*Fragmento seleccionado*:
........
Un tono pastel, benevolente, impregna el giro de la clase dirigente en el alejamiento de las directrices del régimen. Según el guión, los empresarios y los sindicatos ilegales se llegan a reconocer como interlocutores, en lo que no deja de ser un salto temporal porque si algún reconocimiento de parte de la patronal hubo, no fue hasta los últimos compases de la dictadura.
Claro está que no todo lo que ocurrió de un cierto peso durante la transición puede caber en una serie de seis capítulos de una hora, pero, en el quinto, reducir la protesta de los presos sociales de julio de 1977, la revuelta de la COPEL (Coordinadora de presos en lucha), a una impugnación de la Ley de Peligrosidad Social (sobre drogas, prostitución y homosexualidad) constituye una difuminación de su naturaleza.
En el primer episodio, la ejecución del dirigente del PCE Julián Grimau es (1963) es expuesta amplia y merecidamente, sin embargo, sus nueve minutos se deslucen por la invisibilidad de la ejecución de los anarquistas Joaquín Delgado y Francisco Granados en el mismo año. Al anarquista Salvador Puig Antich, ejecutado al garrote vil, se le menciona, pero no se explica casi nada de él.
En su conjunto, la serie distribuye un discurso homogéneo laudatorio de la democracia realmente alcanzada, tal como se desprende de su título (La conquista de la democracia), a través de todos los testimonios que también reconocen el papel de las movilizaciones, en particular, la obrera.
Posee el innegable valor de superar visiones centradas en el papel de las elites en el cambio político y poner en el centro a los movimientos sociales -en primer término, el obrero- y la oposición, que ciertamente, fueron los que provocaron la crisis de la dictadura e hicieron inviable su continuidad sin Franco.
........
*Sección de datos*:

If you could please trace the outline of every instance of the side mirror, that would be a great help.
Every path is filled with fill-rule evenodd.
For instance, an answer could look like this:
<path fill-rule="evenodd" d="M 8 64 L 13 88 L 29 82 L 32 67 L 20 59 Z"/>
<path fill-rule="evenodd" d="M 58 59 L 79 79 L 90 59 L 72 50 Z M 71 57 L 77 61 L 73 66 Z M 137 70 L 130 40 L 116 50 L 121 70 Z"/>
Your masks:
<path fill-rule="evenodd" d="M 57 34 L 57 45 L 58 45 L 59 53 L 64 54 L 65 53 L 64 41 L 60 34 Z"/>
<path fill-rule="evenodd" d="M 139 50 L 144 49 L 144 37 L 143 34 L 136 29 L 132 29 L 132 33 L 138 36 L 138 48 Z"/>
........
*Acción requerida 1*:
Reescribe de forma más breve el párrafo del fragmento seleccionado que empieza «Posee el innegable valor», sin perder sus datos principales.
*Acción requerida 2*:
Continúa el fragmento seleccionado sobre la serie de la transición a partir de su última oración.

*Respuesta escrita 1*:
La serie tiene el valor de ir más allá de las visiones centradas en las élites y de situar en el centro a los movimientos sociales, sobre todo el obrero, y a la oposición. Fueron ellos quienes provocaron la crisis de la dictadura y quienes hicieron inviable que continuara sin Franco.

*Respuesta escrita 2*:
La otra cara de la moneda, sin embargo, es su visión triunfalista del cambio político que finalmente se produjo. Se trataría, según el relato de la serie, de la consecución completa de todos los objetivos y aspiraciones de la lucha antifranquista desde 1956 (los cuales, según se viene a sugerir, ya estaban cifrados en la política de Reconciliación Nacional del PCE, aunque se omite que este salió más que maltrecho de la transición). Se trata de un final feliz que ignora por completo la presencia y el desarrollo, en el curso de la lucha, de aspiraciones que tendían a una transformación mucho más profunda de las estructuras, tanto las políticas como las sociales, y deja fuera del cuadro también los factores que las frustraron. El tótem de la democracia realmente existente como única posible, con toda su carga de determinismo retrospectivo, hace un flaco favor a la comprensión crítica de nuestro pasado y nuestro presente.